» **GIVEN TEXT**

BEGIN

The phylogenetic analysis provided a fi-amework for phylogeographic and population genetic studies within species. Intraspecific genetic diversity was minimal relative to mean interspecific divergence, particularly for C. novaeguineae, and there was no evidence for departures from existing species boundaries. Different historical and contemporary processes were found to underlie contrasting phylogeographic patterns in the three species, with less structure evident for the estuarine species, C. porosus, than for co-distributed populations of the two primarily freshwater species C. novaeguineae and C. siamensis. A strong phylogeographic break was revealed between C. siamensis on the SE Asian mainland and a sample of conspecific captive individuals purportedly sourced from the wild in eastern Borneo. This result is consistent with the existence of a remnant population in this region and with a history of past fragmentation between Borneo and the SE Asian mainland. For C. novaeguineae, mtDNA and microsatellite analyses revealed strong, but shallow, population structure that was congruent with the north-south partitioning of morphological and life history variation in this species. This suggested that the Central Highlands have not acted as a long-term biogeographic barrier to genetic exchange, but that contemporary gene flow is very limited. This recent isolation may have facilitated the development of phenotypic differentiation in the species. Both southern-form C. novaeguineae and the putative C. siamensis population in Borneo should be considered as distinct evolutionarily significant units (ESUs) for future management.
In comparison, no phylogeographic structure was identified for the estuarine crocodile, C porosus, either among populations that were co-distributed with C novaeguineae and C. siamensis, or at a broader geographic scale encompassing the Indo-Malay Archipelago and Western Pacific Ocean. This suggests that the sampled C porosus populations comprise a single ESU. Nonetheless, populations were strongly structured on the basis of allele frequency differences and at least seven regional populations qualify as management units. A highly asymmetric pattern of historical gene flow orientated from western to eastern populations, and involving several episodes of range expansion coupled with recurrent gene flow, was found to underlie the distribution of mtDNA variation in C. porosus. A pattern of isolation by distance was identified for microsatellite markers, although there was no evidence for male biased gene flow. Differences in phylogeographic pattern between species may reflect a greater capacity for long-distance marine migration by C. porosus, relative to the two primarily freshwater species.
The integration of phylogenetic and phylogeographic analyses in this study has addressed one of the IUCN Crocodile Specialist Group's conservation priorities by clarifying species boundaries in the Indo-Pacific freshwater species complex. Existing species boundaries were supported, but distinct ESU's were identified in the New Guinea crocodile, C. novaeguineae, and the Siamese crocodile, C. siamensis. The purported Bomean endemic species, C. raninus, does not appear to be a valid taxon. These findings will have important implications for conservation and management of crocodiles in the Indo-Pacific region.

END

» **PROVIDED DATA**
BEGIN

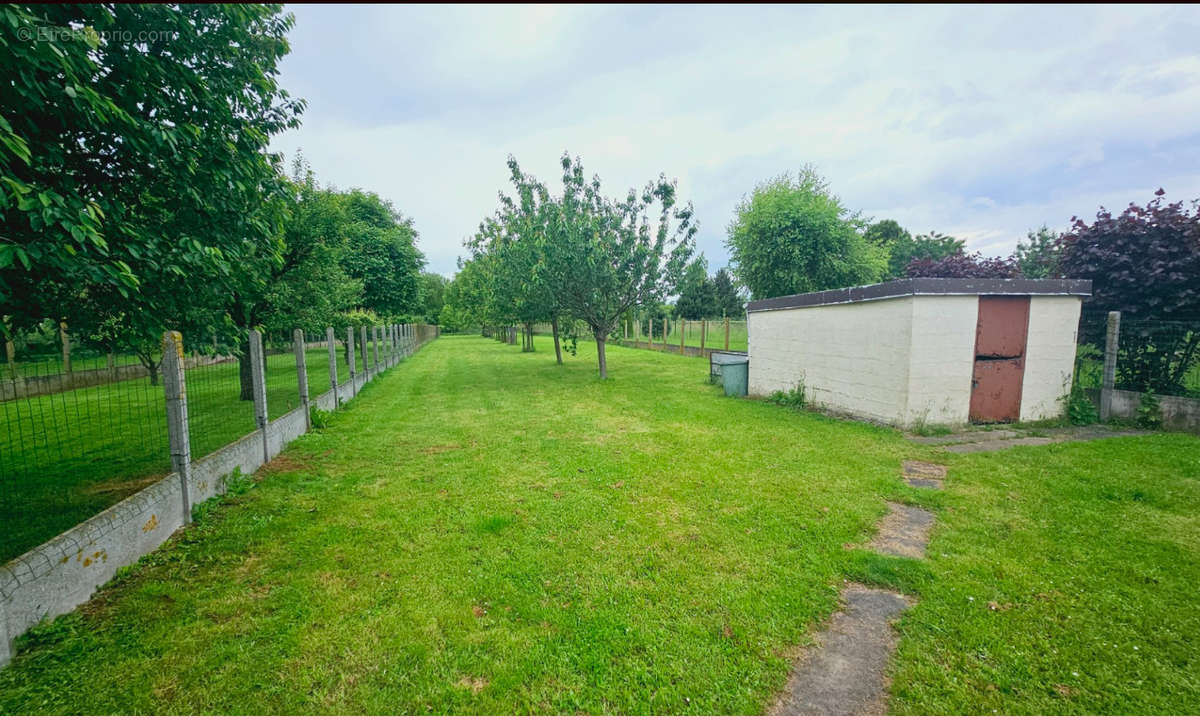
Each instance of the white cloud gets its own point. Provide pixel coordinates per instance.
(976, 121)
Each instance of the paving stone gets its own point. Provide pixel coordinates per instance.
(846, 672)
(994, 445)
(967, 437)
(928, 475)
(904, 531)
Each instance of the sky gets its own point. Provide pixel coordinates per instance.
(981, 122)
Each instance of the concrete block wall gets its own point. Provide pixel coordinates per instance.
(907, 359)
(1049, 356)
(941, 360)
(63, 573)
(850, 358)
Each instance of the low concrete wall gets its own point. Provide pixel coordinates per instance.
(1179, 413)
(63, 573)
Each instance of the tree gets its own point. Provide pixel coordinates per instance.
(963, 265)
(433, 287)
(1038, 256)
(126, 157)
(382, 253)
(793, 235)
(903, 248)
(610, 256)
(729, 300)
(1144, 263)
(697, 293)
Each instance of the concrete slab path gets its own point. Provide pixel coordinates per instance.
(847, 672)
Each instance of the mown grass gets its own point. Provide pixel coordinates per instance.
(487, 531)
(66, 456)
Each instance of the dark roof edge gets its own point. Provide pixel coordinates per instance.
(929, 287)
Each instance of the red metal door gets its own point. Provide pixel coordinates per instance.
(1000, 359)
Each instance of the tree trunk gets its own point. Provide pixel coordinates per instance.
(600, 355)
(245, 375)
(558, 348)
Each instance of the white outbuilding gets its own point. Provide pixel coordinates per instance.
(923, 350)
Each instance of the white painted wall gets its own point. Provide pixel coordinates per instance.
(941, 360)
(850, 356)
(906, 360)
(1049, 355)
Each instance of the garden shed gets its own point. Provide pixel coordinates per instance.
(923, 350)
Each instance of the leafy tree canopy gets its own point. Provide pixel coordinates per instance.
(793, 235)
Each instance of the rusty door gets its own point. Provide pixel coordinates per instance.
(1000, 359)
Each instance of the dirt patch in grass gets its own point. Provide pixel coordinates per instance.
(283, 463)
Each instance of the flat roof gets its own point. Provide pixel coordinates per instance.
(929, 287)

END

Rewrite the crocodile phylogeography text from "The integration of" to "the Indo-Pacific region.", putting "taxonomic boundaries" wherever "species boundaries" appears. The items above come from a different source than the text.

The integration of phylogenetic and phylogeographic analyses in this study has addressed one of the IUCN Crocodile Specialist Group's conservation priorities by clarifying taxonomic boundaries in the Indo-Pacific freshwater species complex. Existing taxonomic boundaries were supported, but distinct ESU's were identified in the New Guinea crocodile, C. novaeguineae, and the Siamese crocodile, C. siamensis. The purported Bomean endemic species, C. raninus, does not appear to be a valid taxon. These findings will have important implications for conservation and management of crocodiles in the Indo-Pacific region.